EXERCISE DETAILS » Among the records, how many lines carry the string "door"? Give that number with nothing added.

(Dataset entries)

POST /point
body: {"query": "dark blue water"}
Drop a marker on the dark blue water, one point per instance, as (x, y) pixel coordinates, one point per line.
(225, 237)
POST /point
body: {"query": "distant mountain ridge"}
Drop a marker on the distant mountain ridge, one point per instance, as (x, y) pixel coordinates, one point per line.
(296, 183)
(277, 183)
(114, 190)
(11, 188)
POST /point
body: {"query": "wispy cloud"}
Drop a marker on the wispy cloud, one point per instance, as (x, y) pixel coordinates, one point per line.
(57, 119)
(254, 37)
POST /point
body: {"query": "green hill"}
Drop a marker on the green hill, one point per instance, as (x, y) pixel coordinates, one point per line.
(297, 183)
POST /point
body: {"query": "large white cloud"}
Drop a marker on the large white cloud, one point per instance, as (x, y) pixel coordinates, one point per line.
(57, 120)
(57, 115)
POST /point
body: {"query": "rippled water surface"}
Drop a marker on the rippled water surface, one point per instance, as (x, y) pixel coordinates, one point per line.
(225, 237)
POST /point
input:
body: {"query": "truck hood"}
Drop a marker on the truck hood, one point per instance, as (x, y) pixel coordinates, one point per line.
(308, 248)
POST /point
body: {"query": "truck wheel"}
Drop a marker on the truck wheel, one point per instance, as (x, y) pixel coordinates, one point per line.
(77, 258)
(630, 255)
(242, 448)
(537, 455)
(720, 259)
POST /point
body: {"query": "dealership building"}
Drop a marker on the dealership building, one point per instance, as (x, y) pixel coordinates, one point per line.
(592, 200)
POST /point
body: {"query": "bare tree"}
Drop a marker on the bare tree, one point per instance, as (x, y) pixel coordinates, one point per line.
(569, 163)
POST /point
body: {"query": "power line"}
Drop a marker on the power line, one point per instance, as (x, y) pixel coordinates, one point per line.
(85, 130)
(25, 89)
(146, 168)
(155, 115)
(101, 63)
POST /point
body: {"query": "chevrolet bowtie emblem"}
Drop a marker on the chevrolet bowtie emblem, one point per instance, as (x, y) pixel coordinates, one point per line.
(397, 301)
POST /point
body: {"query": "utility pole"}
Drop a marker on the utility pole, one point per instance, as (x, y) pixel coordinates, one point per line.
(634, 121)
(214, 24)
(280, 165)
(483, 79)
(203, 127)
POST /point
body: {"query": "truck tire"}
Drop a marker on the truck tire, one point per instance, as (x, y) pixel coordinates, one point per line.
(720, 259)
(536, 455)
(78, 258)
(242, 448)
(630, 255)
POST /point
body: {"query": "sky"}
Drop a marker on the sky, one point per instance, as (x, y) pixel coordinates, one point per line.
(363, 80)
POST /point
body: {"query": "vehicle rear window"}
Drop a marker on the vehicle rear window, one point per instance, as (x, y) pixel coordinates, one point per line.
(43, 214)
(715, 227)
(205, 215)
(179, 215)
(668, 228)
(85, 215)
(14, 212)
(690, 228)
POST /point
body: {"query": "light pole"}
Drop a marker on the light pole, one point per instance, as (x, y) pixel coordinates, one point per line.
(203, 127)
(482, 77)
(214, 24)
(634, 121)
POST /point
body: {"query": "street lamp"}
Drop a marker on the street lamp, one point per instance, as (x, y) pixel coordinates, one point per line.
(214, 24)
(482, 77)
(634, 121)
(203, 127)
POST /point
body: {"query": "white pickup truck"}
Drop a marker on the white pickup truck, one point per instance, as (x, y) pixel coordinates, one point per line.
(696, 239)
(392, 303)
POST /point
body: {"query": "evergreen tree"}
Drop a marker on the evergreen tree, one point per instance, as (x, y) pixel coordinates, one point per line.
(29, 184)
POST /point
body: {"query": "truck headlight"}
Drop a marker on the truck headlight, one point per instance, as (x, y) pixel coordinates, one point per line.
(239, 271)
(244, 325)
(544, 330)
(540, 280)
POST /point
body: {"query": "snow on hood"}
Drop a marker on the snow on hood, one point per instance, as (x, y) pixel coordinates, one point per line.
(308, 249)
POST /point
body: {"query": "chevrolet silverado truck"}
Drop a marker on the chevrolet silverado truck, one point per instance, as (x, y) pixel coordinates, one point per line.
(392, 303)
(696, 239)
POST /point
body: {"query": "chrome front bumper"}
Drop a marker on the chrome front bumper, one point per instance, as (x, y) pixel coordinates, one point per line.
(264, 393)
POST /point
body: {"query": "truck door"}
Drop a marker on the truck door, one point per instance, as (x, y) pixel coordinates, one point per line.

EXERCISE ANSWER » 2